#### PROBLEM TO SOLVE
Every entry below should be repeated exactly; the pictures should not.

* START GIVEN RECORDS *

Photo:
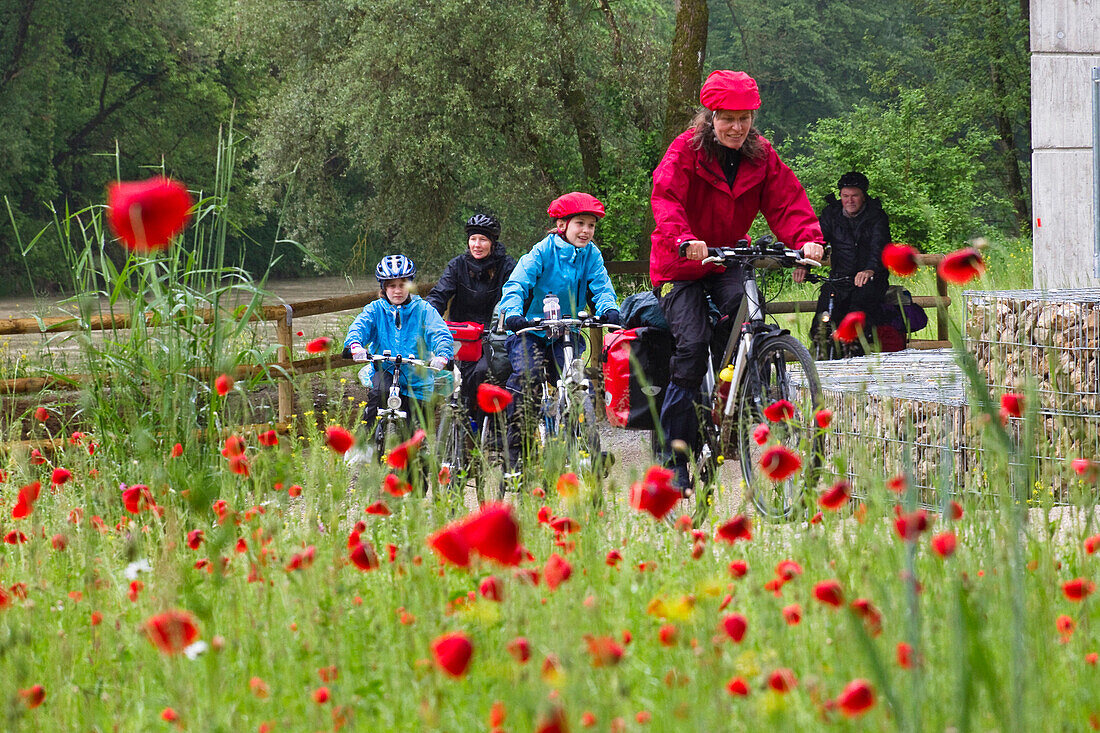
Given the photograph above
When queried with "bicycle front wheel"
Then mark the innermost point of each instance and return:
(781, 369)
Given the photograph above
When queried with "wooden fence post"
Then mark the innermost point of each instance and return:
(285, 337)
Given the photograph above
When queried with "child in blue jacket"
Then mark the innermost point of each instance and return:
(403, 324)
(565, 263)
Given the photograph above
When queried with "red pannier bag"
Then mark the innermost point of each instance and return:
(636, 373)
(466, 340)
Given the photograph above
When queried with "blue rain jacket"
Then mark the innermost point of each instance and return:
(413, 329)
(553, 265)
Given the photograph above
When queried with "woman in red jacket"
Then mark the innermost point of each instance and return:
(710, 186)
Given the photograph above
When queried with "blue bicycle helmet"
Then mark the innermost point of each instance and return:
(394, 266)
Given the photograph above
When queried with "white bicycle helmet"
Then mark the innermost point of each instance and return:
(394, 266)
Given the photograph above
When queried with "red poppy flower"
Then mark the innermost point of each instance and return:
(339, 439)
(399, 457)
(240, 466)
(904, 655)
(494, 533)
(452, 653)
(782, 680)
(836, 496)
(1065, 626)
(781, 409)
(395, 487)
(145, 215)
(667, 635)
(735, 625)
(451, 545)
(222, 384)
(856, 699)
(138, 498)
(491, 589)
(519, 648)
(851, 327)
(961, 266)
(655, 493)
(780, 462)
(900, 259)
(1012, 404)
(568, 485)
(737, 687)
(829, 592)
(1078, 589)
(739, 527)
(364, 557)
(172, 631)
(493, 398)
(557, 570)
(944, 544)
(605, 651)
(378, 509)
(24, 503)
(911, 524)
(319, 345)
(871, 616)
(233, 447)
(33, 696)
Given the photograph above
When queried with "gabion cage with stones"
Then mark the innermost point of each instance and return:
(1047, 337)
(909, 412)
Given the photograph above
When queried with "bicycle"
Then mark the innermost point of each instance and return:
(825, 347)
(565, 408)
(756, 373)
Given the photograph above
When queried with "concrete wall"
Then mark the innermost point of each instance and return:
(1065, 40)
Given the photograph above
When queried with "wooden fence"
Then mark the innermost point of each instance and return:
(285, 368)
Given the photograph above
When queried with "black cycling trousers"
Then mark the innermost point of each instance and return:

* END GIVEN RECORDS *

#### WORKED ANSWER
Photo:
Given the photograph above
When queried with "bicycle front wheel"
Then mark the innermost point of each instance and return:
(781, 369)
Given the photograph above
When queried with "wooden fence post"
Then mark the innermost point of each instance and return:
(285, 337)
Given the photograph above
When queried with "child in blue jacket"
Then mark the innermost point of each instance and return:
(403, 324)
(565, 263)
Given the photograph above
When queried with "red pannier bag"
Then mark the innermost point of each instance and return:
(636, 373)
(466, 340)
Given the photograph above
When queried with "blue rain jacket"
Then mark the innermost point of each instance and return:
(413, 329)
(553, 265)
Given the photograph above
When queried with "woman in red jacket"
Then mark the innermost point of each instance and return:
(710, 186)
Given the photograph above
When queried with "blue bicycle helmet"
Then mark the innermost point of each instance and return:
(394, 266)
Given the photograph above
When queried with "white bicycle helmet"
Then mark the innermost point of each instance and return:
(394, 266)
Given the photograph above
When queried with "red poppy flower"
Then mark the innermost point of each instance and return:
(339, 439)
(399, 457)
(240, 466)
(904, 655)
(494, 533)
(452, 653)
(782, 680)
(836, 496)
(1065, 626)
(781, 409)
(395, 487)
(145, 215)
(667, 635)
(735, 625)
(451, 545)
(222, 384)
(856, 699)
(138, 498)
(491, 589)
(519, 648)
(851, 327)
(961, 266)
(655, 493)
(780, 462)
(900, 259)
(1012, 404)
(568, 485)
(737, 687)
(829, 592)
(1078, 589)
(739, 527)
(364, 557)
(172, 631)
(493, 398)
(557, 570)
(944, 544)
(605, 651)
(378, 509)
(24, 503)
(911, 524)
(319, 345)
(871, 616)
(233, 447)
(33, 696)
Given the photograph above
When queried with "gabion cage with stones"
Then mark the innermost point of each instance and return:
(1047, 337)
(909, 412)
Given the photograph above
When queried with "bicycle"
Then mark the innermost point of each instance and return:
(825, 347)
(565, 408)
(756, 373)
Given the photograph above
When queried with "concrete wall"
Then mark the innermost point of each instance and return:
(1065, 40)
Given the photograph above
When queried with "wooden fence"
Then mark the innermost point of each instance and return:
(285, 368)
Given the photograph above
When queried with "black cycling trousers"
Then mark the innermost point of each instance and return:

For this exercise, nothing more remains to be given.